Dataset entries:
--------------------
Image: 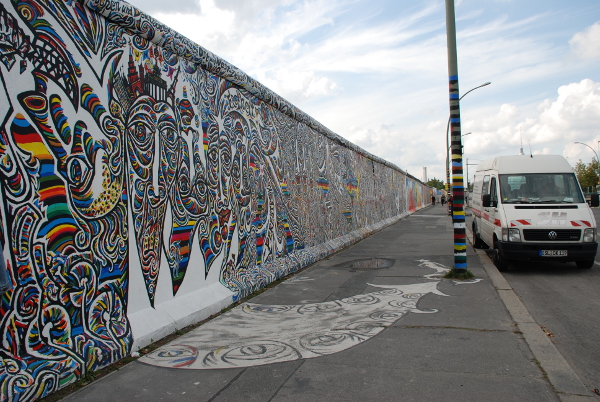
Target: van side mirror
[481,194,498,208]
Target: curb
[465,225,596,402]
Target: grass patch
[442,268,475,281]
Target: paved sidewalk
[64,204,595,402]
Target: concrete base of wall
[128,283,233,352]
[128,212,411,352]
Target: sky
[129,0,600,185]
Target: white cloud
[129,0,201,14]
[569,21,600,60]
[463,79,600,163]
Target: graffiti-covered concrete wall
[0,0,429,401]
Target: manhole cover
[336,258,394,270]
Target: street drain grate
[335,258,394,270]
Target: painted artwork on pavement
[140,260,478,369]
[0,0,426,401]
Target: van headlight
[583,228,596,243]
[502,228,521,241]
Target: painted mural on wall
[0,0,426,401]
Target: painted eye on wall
[67,155,92,186]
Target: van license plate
[540,250,567,257]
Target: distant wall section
[0,0,430,401]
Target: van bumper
[498,242,598,262]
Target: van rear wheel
[493,242,510,272]
[575,260,594,269]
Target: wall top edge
[77,0,421,182]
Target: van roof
[477,155,573,174]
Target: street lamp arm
[575,141,600,163]
[446,81,491,188]
[458,82,491,101]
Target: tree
[575,159,599,192]
[427,177,444,190]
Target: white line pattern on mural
[140,260,478,369]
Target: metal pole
[446,82,488,190]
[446,0,467,274]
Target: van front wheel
[575,260,594,269]
[473,222,483,248]
[493,242,510,272]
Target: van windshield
[500,173,585,204]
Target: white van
[471,155,598,271]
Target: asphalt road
[469,208,600,400]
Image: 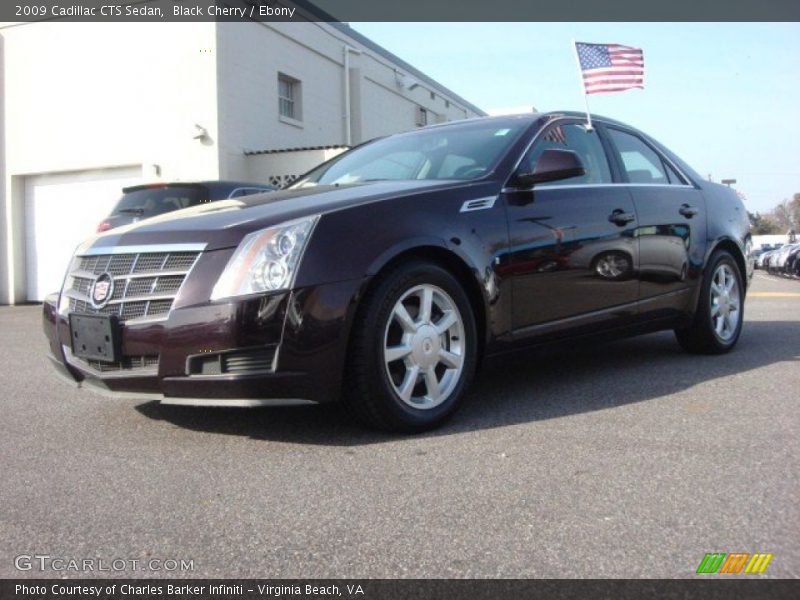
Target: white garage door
[25,167,142,302]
--------------------
Direction:
Repeat all of the items above word for word, without the pictures.

Task response:
Image: 
Target: van side mirror
[481,194,498,208]
Target: curb
[465,225,596,402]
Target: grass patch
[442,268,475,281]
Target: paved sidewalk
[64,204,595,402]
Target: concrete base of wall
[128,283,233,352]
[128,212,411,352]
Target: sky
[129,0,600,185]
Target: white cloud
[129,0,201,14]
[569,21,600,60]
[463,79,600,163]
Target: graffiti-covered concrete wall
[0,0,429,401]
Target: manhole cover
[336,258,394,270]
Target: street drain grate
[335,258,394,270]
Target: painted artwork on pavement
[140,260,478,369]
[0,0,426,401]
Target: van headlight
[583,228,596,243]
[502,228,521,241]
Target: painted mural on wall
[0,0,426,401]
Target: painted eye on wall
[67,155,92,186]
Target: van license plate
[540,250,567,257]
Target: distant wall section
[0,0,430,401]
Target: van bumper
[498,242,598,262]
Target: van rear wheel
[493,242,510,272]
[575,260,594,269]
Target: wall top edge
[77,0,421,182]
Target: van roof
[477,155,573,174]
Target: street lamp arm
[575,141,600,163]
[446,81,491,188]
[458,82,491,101]
Target: tree
[575,159,599,192]
[427,177,444,190]
Target: white line pattern on mural
[140,260,478,369]
Target: metal pole
[446,82,488,190]
[446,0,467,274]
Target: van front wheel
[575,260,594,269]
[473,222,483,248]
[493,242,510,272]
Target: van windshield
[500,173,585,204]
Target: white van
[471,155,598,271]
Target: asphalt road
[469,208,600,400]
Image: 
Target: white garage door
[25,167,142,302]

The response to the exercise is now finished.